## AIM OF THE EXERCISE:
Every entry, start to finish, should be printed verbatim without pictures.

## AVAILABLE RECORDS:

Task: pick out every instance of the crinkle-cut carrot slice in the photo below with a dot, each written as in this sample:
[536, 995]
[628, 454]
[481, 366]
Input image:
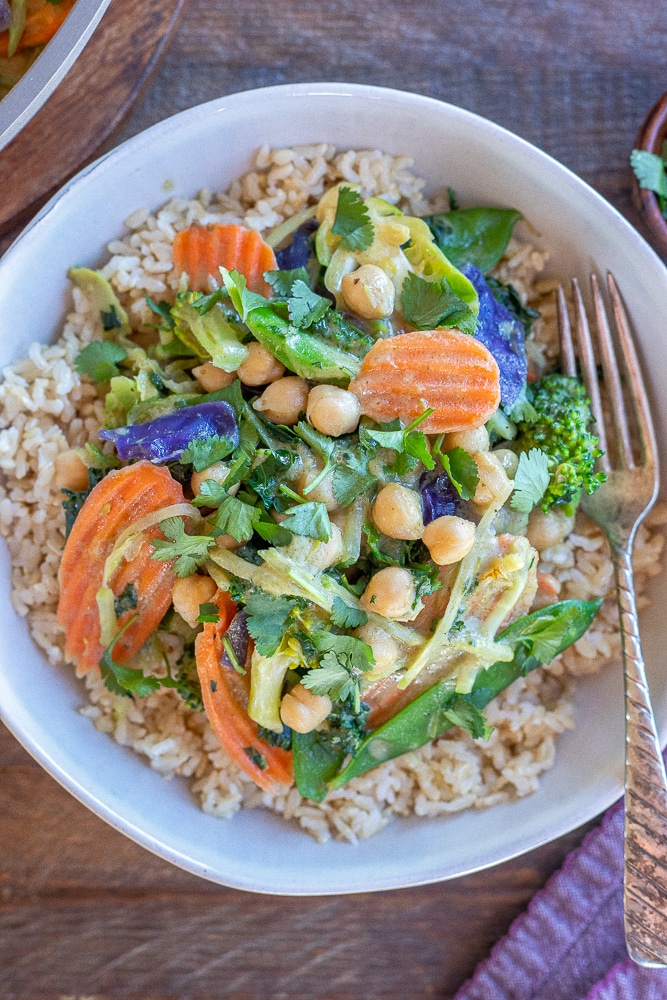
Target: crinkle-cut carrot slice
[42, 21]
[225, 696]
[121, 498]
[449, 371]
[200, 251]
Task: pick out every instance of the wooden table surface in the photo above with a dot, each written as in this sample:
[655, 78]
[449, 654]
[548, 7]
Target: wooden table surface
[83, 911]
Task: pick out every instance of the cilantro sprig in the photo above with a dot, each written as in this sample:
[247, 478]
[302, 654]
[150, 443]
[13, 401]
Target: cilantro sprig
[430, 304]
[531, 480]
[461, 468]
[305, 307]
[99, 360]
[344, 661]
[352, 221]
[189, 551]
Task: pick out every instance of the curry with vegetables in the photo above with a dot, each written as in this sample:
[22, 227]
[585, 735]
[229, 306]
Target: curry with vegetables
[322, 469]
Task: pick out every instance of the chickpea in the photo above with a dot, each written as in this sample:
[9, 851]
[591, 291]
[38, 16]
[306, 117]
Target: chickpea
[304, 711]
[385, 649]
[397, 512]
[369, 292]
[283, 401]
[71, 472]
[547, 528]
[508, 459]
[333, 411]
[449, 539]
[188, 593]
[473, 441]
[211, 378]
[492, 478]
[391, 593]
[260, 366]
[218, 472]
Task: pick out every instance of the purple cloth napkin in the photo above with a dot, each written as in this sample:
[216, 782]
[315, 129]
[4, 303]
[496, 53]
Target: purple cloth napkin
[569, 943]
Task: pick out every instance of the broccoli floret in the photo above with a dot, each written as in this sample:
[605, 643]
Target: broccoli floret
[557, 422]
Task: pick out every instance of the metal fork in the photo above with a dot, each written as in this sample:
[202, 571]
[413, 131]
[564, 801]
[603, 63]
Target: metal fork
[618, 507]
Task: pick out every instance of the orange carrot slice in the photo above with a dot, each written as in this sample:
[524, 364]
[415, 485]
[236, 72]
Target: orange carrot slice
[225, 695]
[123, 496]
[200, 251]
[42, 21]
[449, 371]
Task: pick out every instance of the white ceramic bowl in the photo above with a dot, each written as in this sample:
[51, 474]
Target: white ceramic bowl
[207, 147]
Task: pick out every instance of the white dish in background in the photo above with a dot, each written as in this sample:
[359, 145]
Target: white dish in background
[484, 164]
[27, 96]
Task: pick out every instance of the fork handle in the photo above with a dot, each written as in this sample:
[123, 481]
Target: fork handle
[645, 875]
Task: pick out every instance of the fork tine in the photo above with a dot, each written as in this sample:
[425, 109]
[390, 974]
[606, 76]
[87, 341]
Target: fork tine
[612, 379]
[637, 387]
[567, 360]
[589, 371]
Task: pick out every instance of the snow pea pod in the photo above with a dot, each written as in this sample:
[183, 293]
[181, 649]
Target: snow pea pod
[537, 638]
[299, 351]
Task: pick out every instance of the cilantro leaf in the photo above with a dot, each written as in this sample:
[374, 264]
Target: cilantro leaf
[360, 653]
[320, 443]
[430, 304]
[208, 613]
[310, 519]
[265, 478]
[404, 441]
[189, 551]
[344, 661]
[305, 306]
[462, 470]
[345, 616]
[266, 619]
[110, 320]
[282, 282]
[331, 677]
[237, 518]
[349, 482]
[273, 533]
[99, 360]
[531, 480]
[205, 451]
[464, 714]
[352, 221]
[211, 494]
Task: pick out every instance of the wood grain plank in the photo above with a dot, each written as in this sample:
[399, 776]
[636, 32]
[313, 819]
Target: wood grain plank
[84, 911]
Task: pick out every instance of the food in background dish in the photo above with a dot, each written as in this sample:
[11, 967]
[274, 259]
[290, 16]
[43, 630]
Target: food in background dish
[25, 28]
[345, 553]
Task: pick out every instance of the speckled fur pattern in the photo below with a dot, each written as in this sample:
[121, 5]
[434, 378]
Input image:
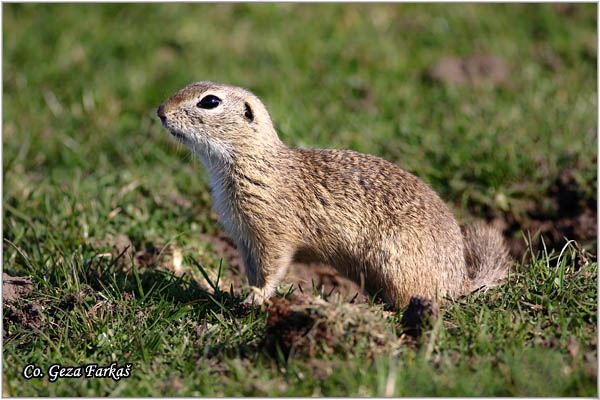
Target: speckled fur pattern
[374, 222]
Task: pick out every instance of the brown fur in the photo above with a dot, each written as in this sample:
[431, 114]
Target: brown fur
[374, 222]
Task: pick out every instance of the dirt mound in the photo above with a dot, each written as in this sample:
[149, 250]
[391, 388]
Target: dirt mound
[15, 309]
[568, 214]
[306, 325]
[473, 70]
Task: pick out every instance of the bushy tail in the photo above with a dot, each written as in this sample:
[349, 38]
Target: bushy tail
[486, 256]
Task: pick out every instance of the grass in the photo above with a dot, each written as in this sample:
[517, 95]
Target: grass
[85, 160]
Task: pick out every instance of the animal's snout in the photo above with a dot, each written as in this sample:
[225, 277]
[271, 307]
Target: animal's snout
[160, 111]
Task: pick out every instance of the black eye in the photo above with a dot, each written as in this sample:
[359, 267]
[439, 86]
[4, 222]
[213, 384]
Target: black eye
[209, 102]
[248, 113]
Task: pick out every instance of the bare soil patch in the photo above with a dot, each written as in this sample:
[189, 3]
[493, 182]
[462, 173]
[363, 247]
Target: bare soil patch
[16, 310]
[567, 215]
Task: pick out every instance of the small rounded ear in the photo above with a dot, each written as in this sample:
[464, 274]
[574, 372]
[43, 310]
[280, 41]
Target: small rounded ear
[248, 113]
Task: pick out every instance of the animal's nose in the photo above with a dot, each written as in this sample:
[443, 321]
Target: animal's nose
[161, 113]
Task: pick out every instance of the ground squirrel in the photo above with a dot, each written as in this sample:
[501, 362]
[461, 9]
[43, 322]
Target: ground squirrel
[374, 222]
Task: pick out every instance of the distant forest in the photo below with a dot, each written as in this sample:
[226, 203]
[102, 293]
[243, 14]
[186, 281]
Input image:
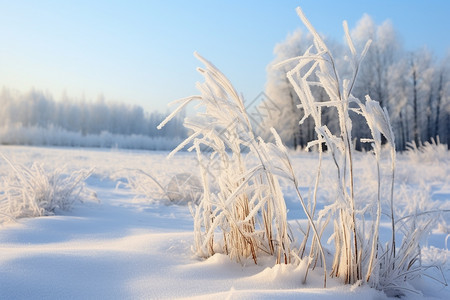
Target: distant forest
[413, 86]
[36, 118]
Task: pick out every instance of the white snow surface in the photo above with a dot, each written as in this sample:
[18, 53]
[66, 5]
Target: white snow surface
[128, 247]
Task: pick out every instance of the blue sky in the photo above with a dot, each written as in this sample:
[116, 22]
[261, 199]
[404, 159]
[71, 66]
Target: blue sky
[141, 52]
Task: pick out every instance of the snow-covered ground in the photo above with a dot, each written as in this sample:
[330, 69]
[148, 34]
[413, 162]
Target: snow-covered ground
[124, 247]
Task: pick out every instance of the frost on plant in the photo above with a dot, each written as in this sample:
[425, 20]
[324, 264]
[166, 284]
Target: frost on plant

## TASK RESPONSE:
Task: pick out every instance of the crinkle-cut carrot slice in the photo below with a dot, each written as in this sample:
[536, 995]
[628, 454]
[481, 366]
Input image:
Target: crinkle-cut carrot slice
[42, 21]
[225, 696]
[121, 498]
[449, 371]
[200, 251]
Task: pick out every instance of the wooden table surface in the photo above with a dot, each written as in this sample:
[655, 78]
[449, 654]
[548, 7]
Target: wooden table surface
[83, 911]
Task: pick out every instance of the cilantro sprig in the photo above with a dot, each written as in this sample:
[247, 478]
[302, 654]
[150, 443]
[13, 401]
Target: cilantro sprig
[430, 304]
[531, 480]
[461, 468]
[305, 307]
[99, 360]
[344, 661]
[352, 221]
[189, 551]
Task: pick out every instance of the curry with vegetables in the photo above with a dot, each written as in this sample:
[22, 227]
[585, 735]
[229, 306]
Target: curry with vegetables
[322, 469]
Task: pick out every instance of the chickpea in the photo above with a dot, each written as in this sample:
[9, 851]
[591, 291]
[38, 16]
[306, 117]
Target: chickpea
[304, 711]
[385, 649]
[397, 512]
[369, 292]
[283, 401]
[71, 472]
[547, 528]
[508, 459]
[333, 411]
[449, 539]
[188, 593]
[473, 441]
[211, 378]
[492, 478]
[391, 593]
[260, 366]
[218, 472]
Task: pick out every instance of the purple cloth napkin in the photo above with a dot, each written as in this sample:
[216, 782]
[315, 129]
[4, 303]
[496, 53]
Target: purple cloth napkin
[569, 943]
Task: pick out every instance of the broccoli floret in the photo above with a dot, each written as in this sample:
[605, 643]
Target: broccoli floret
[557, 422]
Task: pick out every instance of the metal fork in the photo above with a dot, each written as in this sample:
[202, 571]
[413, 131]
[564, 801]
[603, 63]
Target: metal fork
[618, 507]
Task: pick out every instance of the orange carrot slice in the photo above with a dot, each written as in this sample:
[524, 364]
[415, 485]
[236, 72]
Target: orange carrot slice
[225, 695]
[123, 496]
[200, 251]
[42, 21]
[449, 371]
Task: pick out every instance of the white ceramic bowl in the photo above with a dot, each written as in this sample:
[51, 474]
Target: white ceramic bowl
[207, 147]
Task: pick out every instance of the white dish in background in the photo above with a dot, each written as in this sample:
[359, 145]
Target: white dish in background
[484, 164]
[27, 96]
Task: pick out every instance of the fork handle in the photo above with a dot, each written as in this sample:
[123, 481]
Target: fork handle
[645, 875]
Task: pick out every instance of the fork tine in the photo above with a dot, each written as in this sample:
[425, 109]
[390, 974]
[606, 76]
[87, 341]
Target: fork tine
[612, 379]
[637, 387]
[567, 360]
[589, 371]
Task: pick out every instance of the snow pea pod in the photo above with a dot, each written as in this sample:
[183, 293]
[181, 649]
Target: snow pea pod
[537, 638]
[299, 351]
Task: pick out every instance of the cilantro leaf in the photo above with a dot, each written as in this sample:
[374, 264]
Target: cilantro leaf
[360, 653]
[320, 443]
[430, 304]
[208, 613]
[310, 519]
[265, 478]
[404, 441]
[189, 551]
[344, 661]
[305, 306]
[462, 470]
[345, 616]
[266, 619]
[110, 320]
[282, 282]
[331, 677]
[237, 518]
[349, 482]
[273, 533]
[99, 360]
[531, 480]
[205, 451]
[464, 714]
[352, 221]
[211, 494]
Task: pick out every instance of the wood grain plank in the photo above with a dot, each written as in this sample:
[399, 776]
[636, 32]
[313, 819]
Target: wood grain plank
[84, 911]
Task: pick out every instance of the food in background dish in the photo above with a dot, each written as in this sample:
[11, 967]
[274, 259]
[290, 16]
[43, 630]
Target: food in background dish
[25, 28]
[345, 553]
Task: pick out every instance of the speckled fur pattern in the photo below with a dot, each written as in this sample:
[121, 5]
[434, 378]
Input image:
Target: speckled fur pattern
[374, 222]
Task: pick out every instance of the brown fur in the photo above with a dot, each written as in this sample:
[431, 114]
Target: brown fur
[374, 222]
Task: pick out every instance of the dirt mound in the photo above with a dot, each written as in this sample:
[149, 250]
[391, 388]
Target: dirt mound
[15, 309]
[568, 214]
[306, 325]
[473, 70]
Task: pick out every instance of the bushy tail in the photo above with a dot, each written as in this sample:
[349, 38]
Target: bushy tail
[486, 256]
Task: pick out every instance of the grass in the photo above with a dot, each written as in this sample:
[517, 95]
Target: grass
[85, 160]
Task: pick out every instance of the animal's snout in the photo above with a dot, each written as in this sample:
[225, 277]
[271, 307]
Target: animal's snout
[160, 111]
Task: pick out every instance of the black eye in the photo above with a dot, each written as in this sample:
[359, 267]
[439, 86]
[4, 222]
[213, 384]
Target: black eye
[209, 102]
[248, 113]
Task: pick out every instance of the bare soil patch in the photo above with a dot, each written as in this sample:
[189, 3]
[493, 182]
[462, 173]
[363, 247]
Target: bare soil patch
[16, 310]
[567, 215]
Task: pick out every instance of the small rounded ear in the photo above with a dot, each written as in this sample:
[464, 274]
[574, 372]
[43, 310]
[280, 41]
Target: small rounded ear
[248, 113]
Task: pick out every instance of the animal's nose in the photo above with a dot, each written as in this sample:
[443, 321]
Target: animal's nose
[161, 113]
Task: pick out every instance of the ground squirrel in the photo above with a dot, each written as in this sample:
[501, 362]
[461, 9]
[43, 322]
Target: ground squirrel
[374, 222]
Task: pick out every instance of the distant forest in the photo below with a dot, each written as in this sample:
[226, 203]
[102, 293]
[243, 14]
[186, 281]
Input image:
Target: distant forest
[413, 86]
[36, 118]
Task: pick out every instance of the white snow surface in the photo above with a dot, each written as in this sample:
[18, 53]
[66, 5]
Target: white snow surface
[128, 247]
Task: pick out every instance of the blue sky in the photo above with a dot, each written as in this sample:
[116, 22]
[261, 199]
[404, 159]
[71, 66]
Target: blue sky
[141, 52]
Task: pick out every instance of the snow-covered ground in the photo above with a dot, each written as in this sample:
[330, 69]
[148, 34]
[413, 162]
Target: snow-covered ground
[124, 247]
Task: pick out every instance of the frost on plant in the photo above with a dot, each written as in this sample:
[425, 20]
[324, 264]
[166, 284]
Target: frost on plant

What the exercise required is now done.